Besuch des UN-Sonderberichterstatters in 02/2006
Der Sonderberichterstatter für das Recht auf Bildung, Herr Vernor Muñoz, hat vom 13. bis 21. Februar 2006 Deutschland besucht. Der Sonderberichterstatter dankt der deutschen Regierung für die Einladung und auch denjenigen, die er im Verlaufe seines Besuchs getroffen hat.
Im Verlaufe seines Besuchs hat der Sonderberichterstatter die Umsetzung des Rechtes auf Bildung im Lichte von vier Querschnittsthemen analysiert:
1) die Auswirkungen des deutschen föderalen Systems
2) die Reform des Bildungssystems, die infolge der Ergebnisse des OECD-Programms zur
internationalen Bewertung von Schülerleistungen (PISA) durchgeführt wurde
3) die Struktur des Bildungswesens
4) der Paradigmenwechsel bei der Migration in Verbindung mit demographischen Veränderungen und sozio-ökonomischen Faktoren.
Die Verfassung der Bundesrepublik Deutschland legt fest, dass die Länder die fast uneinge- schränkte Gesetzgebung in Bildungsangelegenheiten haben. Jedes Land verfügt über umfassende Zuständigkeiten in Bildungsangelegenheiten, dies wird durch die Gesetzgebung festgelegt, die von den jeweiligen Parlamenten verabschiedet wird.

## Schriftliche Aufgabe 1
Wiederholen Sie aus den gespeicherten Zeilen wortgetreu den Abschnitt, der mit der Zeile mit "Where can you spot the blue stable" beginnt und bis einschließlich der Zeile mit "[[167, 236]]" reicht.
Die nachstehenden Zeilen haben mit dem Textauszug nichts zu tun.

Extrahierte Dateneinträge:
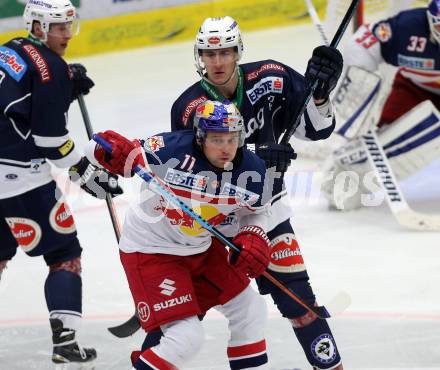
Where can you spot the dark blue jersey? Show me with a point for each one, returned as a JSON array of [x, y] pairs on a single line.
[[405, 41], [36, 91], [269, 98]]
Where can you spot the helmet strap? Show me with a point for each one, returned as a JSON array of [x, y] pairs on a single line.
[[213, 93]]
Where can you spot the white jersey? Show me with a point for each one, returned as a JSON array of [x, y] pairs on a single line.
[[154, 225]]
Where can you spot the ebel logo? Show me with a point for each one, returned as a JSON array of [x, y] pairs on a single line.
[[186, 179], [244, 195], [172, 302], [265, 86], [167, 287], [416, 63]]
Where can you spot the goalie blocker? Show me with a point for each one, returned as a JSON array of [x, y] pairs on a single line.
[[410, 143]]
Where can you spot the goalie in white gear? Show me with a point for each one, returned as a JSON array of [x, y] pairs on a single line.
[[408, 122]]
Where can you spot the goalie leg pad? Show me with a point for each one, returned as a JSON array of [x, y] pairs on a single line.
[[413, 141]]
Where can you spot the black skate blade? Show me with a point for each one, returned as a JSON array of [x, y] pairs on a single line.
[[126, 329]]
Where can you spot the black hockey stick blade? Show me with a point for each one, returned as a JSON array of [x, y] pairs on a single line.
[[126, 329]]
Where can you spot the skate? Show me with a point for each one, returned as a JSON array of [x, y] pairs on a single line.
[[67, 353]]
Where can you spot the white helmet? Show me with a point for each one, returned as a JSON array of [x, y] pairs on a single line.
[[217, 33], [47, 12], [433, 13]]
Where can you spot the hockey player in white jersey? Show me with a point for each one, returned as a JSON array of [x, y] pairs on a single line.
[[408, 123], [175, 269]]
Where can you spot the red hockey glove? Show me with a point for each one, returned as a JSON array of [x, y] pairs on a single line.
[[254, 256], [125, 155]]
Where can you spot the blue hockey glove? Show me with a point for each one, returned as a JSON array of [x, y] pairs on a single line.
[[274, 154], [95, 181], [325, 65], [81, 82]]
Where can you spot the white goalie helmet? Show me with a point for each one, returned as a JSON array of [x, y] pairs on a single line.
[[217, 33], [47, 12], [433, 13]]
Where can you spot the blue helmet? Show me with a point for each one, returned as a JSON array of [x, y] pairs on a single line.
[[219, 117], [434, 18]]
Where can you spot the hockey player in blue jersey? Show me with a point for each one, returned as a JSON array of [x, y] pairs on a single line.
[[406, 121], [36, 89], [268, 94], [175, 269]]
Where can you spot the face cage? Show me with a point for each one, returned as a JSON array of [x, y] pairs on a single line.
[[45, 26], [434, 21]]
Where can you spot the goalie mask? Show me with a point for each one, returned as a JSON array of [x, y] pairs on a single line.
[[214, 34], [48, 12], [433, 13], [218, 117]]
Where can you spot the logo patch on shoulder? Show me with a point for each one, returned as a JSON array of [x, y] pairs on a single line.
[[245, 196], [39, 63], [383, 32], [61, 218], [265, 86], [192, 105], [26, 232], [12, 63]]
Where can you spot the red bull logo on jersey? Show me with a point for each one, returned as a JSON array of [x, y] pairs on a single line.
[[26, 232], [186, 179], [187, 224], [243, 195], [383, 32], [12, 63], [155, 143], [265, 86]]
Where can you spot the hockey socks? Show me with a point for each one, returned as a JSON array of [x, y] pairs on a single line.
[[63, 291], [148, 360], [248, 356]]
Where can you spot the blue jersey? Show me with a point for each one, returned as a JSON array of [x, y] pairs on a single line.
[[226, 199], [268, 96], [36, 91], [404, 41]]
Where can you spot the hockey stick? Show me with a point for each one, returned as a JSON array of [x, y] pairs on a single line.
[[156, 186], [110, 205], [335, 41], [399, 207], [127, 328]]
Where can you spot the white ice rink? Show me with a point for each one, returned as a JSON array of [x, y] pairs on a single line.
[[392, 274]]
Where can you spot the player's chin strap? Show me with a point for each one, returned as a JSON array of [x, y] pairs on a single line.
[[234, 73], [402, 212], [339, 303]]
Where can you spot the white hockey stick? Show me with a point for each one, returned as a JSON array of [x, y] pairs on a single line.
[[395, 199]]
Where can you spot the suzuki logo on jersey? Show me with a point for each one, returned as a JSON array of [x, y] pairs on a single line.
[[172, 302], [265, 86], [188, 180], [244, 195], [414, 62], [167, 287], [14, 65]]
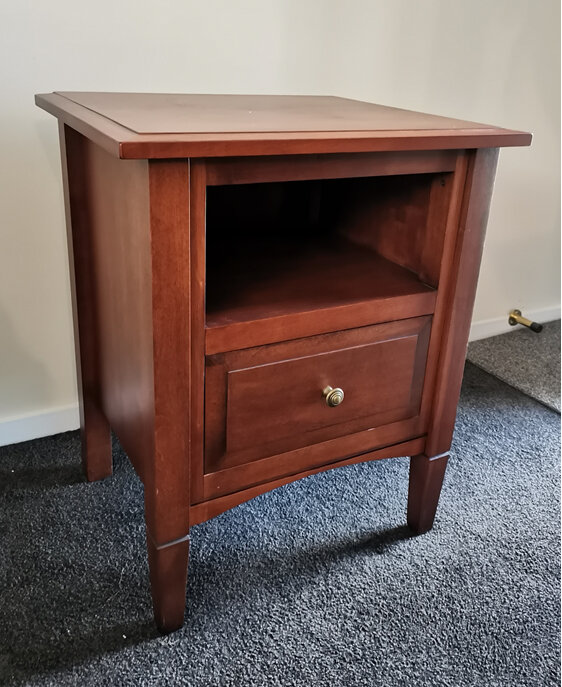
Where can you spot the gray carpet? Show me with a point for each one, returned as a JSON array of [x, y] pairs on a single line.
[[317, 583], [530, 362]]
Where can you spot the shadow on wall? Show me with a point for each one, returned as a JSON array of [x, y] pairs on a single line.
[[25, 383]]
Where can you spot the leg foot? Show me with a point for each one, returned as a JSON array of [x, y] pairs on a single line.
[[97, 461], [168, 580], [426, 478]]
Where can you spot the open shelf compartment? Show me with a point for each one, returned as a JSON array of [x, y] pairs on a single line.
[[293, 259]]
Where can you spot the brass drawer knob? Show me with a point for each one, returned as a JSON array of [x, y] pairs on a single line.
[[333, 396]]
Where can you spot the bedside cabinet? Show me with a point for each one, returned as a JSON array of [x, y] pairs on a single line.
[[265, 287]]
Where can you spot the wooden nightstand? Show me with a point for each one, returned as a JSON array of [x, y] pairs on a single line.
[[265, 287]]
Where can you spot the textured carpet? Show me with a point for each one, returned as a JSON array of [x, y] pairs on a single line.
[[530, 362], [317, 583]]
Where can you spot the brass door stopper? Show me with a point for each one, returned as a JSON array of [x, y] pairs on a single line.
[[515, 317]]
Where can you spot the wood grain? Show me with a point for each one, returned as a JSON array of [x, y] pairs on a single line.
[[206, 510], [459, 295], [94, 427], [277, 390], [124, 142], [426, 480]]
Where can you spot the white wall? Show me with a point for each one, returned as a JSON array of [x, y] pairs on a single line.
[[494, 61]]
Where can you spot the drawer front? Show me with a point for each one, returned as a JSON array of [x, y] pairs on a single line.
[[269, 400]]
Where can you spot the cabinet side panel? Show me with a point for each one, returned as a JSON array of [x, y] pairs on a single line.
[[116, 203], [461, 293], [167, 487]]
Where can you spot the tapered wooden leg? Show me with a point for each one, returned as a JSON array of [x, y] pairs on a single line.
[[96, 435], [426, 478], [168, 580]]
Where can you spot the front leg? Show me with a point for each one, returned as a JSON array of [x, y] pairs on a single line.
[[426, 479]]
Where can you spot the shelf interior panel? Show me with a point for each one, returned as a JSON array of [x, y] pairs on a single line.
[[286, 290]]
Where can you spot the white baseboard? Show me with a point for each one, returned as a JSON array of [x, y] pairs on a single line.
[[39, 424], [482, 329], [64, 418]]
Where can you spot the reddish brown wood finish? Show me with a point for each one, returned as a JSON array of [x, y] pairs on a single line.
[[168, 579], [387, 130], [94, 427], [426, 479], [326, 288], [360, 274], [212, 507], [458, 298], [277, 390], [227, 170]]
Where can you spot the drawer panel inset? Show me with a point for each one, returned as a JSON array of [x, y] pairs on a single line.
[[273, 399]]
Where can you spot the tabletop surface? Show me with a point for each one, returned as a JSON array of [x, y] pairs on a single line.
[[162, 113], [174, 125]]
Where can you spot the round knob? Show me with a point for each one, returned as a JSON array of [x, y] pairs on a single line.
[[333, 396]]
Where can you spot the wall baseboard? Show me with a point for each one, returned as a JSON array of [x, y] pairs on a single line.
[[65, 418], [499, 325], [39, 424]]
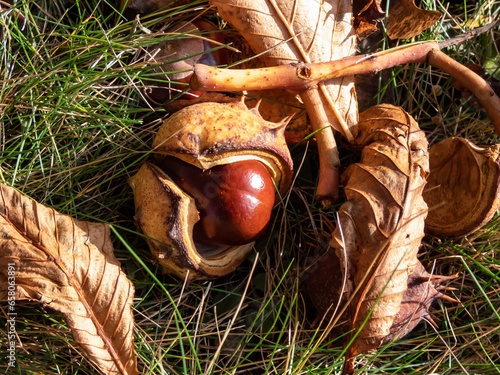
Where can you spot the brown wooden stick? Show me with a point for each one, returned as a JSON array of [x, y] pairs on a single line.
[[470, 80], [305, 76], [329, 161]]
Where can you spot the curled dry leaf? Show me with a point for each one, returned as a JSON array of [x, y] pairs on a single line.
[[462, 191], [382, 223], [324, 288], [406, 20], [68, 265]]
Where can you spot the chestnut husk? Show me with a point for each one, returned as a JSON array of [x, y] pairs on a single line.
[[463, 189], [204, 135]]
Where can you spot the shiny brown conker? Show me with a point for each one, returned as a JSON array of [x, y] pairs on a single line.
[[234, 200]]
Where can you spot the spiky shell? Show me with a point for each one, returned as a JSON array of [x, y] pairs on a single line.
[[210, 134], [204, 135]]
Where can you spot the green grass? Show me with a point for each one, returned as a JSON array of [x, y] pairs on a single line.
[[74, 127]]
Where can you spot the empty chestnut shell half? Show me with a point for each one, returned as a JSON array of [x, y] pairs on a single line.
[[462, 190]]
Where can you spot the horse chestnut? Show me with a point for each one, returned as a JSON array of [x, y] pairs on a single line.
[[234, 200]]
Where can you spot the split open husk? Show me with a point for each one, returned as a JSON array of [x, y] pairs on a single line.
[[204, 135], [462, 190]]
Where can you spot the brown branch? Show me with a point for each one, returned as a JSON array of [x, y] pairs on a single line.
[[470, 80], [305, 76], [329, 161]]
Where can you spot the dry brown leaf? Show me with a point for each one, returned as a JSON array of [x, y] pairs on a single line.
[[406, 20], [300, 31], [68, 265], [382, 223]]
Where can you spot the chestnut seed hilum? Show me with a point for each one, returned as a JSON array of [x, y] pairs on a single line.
[[234, 200]]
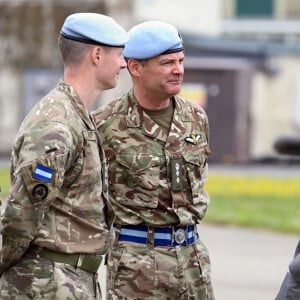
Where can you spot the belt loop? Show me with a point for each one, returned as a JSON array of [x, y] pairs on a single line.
[[79, 262], [117, 230], [150, 237]]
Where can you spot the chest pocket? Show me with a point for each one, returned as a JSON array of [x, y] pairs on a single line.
[[196, 168], [136, 179]]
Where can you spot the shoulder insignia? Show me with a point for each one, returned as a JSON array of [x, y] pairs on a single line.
[[43, 173], [40, 191], [193, 139]]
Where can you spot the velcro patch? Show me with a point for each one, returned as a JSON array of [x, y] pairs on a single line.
[[43, 173]]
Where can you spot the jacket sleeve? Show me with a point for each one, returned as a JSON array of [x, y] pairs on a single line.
[[39, 161]]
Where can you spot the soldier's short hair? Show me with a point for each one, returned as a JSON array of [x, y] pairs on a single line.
[[72, 51]]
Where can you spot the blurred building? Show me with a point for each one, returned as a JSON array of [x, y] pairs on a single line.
[[242, 62]]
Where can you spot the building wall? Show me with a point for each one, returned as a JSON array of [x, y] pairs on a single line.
[[274, 103], [198, 16]]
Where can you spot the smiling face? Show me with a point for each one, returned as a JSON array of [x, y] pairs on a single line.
[[158, 78]]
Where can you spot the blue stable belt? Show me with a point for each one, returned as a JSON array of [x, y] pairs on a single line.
[[167, 236]]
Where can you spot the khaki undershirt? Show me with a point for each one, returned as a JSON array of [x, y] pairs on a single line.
[[162, 117]]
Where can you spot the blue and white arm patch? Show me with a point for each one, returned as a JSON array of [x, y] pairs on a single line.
[[43, 173]]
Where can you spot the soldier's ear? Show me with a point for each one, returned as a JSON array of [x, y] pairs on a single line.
[[134, 67], [96, 54]]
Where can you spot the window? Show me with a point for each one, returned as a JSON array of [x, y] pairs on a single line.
[[254, 8]]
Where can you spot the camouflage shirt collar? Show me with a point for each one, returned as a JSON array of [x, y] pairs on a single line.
[[134, 111]]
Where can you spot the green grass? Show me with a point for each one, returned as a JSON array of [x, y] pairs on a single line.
[[257, 202]]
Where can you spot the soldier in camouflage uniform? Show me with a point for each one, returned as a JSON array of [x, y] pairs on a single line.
[[57, 221], [156, 144]]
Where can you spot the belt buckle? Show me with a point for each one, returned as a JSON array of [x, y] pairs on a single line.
[[179, 236]]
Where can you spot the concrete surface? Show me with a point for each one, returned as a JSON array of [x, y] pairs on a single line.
[[246, 264]]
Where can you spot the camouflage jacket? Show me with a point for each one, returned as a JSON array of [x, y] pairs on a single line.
[[56, 198], [155, 178]]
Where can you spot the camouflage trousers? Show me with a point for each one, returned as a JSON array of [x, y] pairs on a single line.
[[39, 278], [134, 271]]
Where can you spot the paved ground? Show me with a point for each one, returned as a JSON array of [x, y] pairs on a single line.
[[246, 264]]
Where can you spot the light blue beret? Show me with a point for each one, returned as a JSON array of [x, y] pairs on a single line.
[[93, 28], [152, 38]]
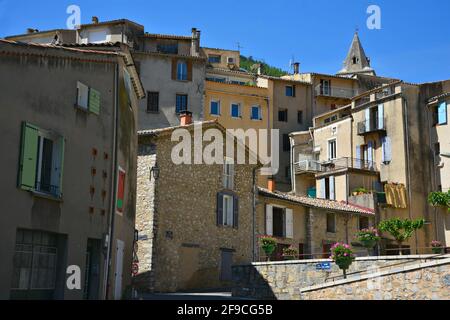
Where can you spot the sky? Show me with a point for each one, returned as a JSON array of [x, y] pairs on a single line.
[[413, 43]]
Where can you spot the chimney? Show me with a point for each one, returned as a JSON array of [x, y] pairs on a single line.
[[195, 44], [271, 184], [185, 118], [296, 67]]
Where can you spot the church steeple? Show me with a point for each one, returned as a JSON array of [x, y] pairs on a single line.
[[356, 61]]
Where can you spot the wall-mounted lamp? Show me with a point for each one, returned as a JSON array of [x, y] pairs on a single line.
[[154, 171]]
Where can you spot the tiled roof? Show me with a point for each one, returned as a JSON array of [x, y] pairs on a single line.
[[317, 203], [154, 132]]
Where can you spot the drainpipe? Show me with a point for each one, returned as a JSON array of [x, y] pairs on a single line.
[[106, 280], [408, 174]]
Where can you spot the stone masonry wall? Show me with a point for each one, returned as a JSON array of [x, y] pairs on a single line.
[[285, 279]]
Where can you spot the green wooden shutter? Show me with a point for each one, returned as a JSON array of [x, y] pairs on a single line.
[[94, 101], [28, 157]]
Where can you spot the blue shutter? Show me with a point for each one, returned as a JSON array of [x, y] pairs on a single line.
[[332, 192], [387, 153], [442, 113], [380, 116]]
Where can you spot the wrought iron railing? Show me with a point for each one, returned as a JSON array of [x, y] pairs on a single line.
[[377, 124]]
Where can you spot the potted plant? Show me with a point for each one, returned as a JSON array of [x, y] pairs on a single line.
[[268, 244], [290, 253], [343, 256], [368, 237], [436, 247], [400, 229]]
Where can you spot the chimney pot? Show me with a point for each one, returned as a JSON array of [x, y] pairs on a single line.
[[185, 118], [271, 184], [296, 68]]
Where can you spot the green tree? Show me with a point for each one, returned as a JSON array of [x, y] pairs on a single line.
[[400, 229]]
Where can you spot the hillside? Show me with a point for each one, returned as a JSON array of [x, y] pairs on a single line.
[[248, 62]]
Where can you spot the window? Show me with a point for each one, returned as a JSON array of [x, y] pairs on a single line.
[[363, 222], [152, 101], [331, 222], [227, 209], [181, 103], [235, 110], [440, 114], [332, 149], [228, 174], [290, 91], [286, 142], [215, 107], [35, 260], [437, 149], [182, 71], [300, 117], [256, 113], [41, 161], [214, 59], [325, 87], [279, 223], [282, 115], [88, 98]]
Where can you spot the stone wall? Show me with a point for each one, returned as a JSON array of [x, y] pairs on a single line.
[[285, 279]]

## Schriftliche Aufgabe 2
Übertragen Sie diesen Satz aus dem Textauszug ins Englische: „Der Sonderberichterstatter für das Recht auf Bildung, Herr Vernor Muñoz, hat vom 13. bis 21. Februar 2006 Deutschland besucht.“

## Lösung 1
Where can you spot the blue stable belt? Show me with a point for each one, returned as a JSON array of [x, y] pairs on a single line.
[[167, 236]]

## Lösung 2
The Special Rapporteur on the right to education, Mr. Vernor Muñoz, visited Germany from February 13 to 21, 2006.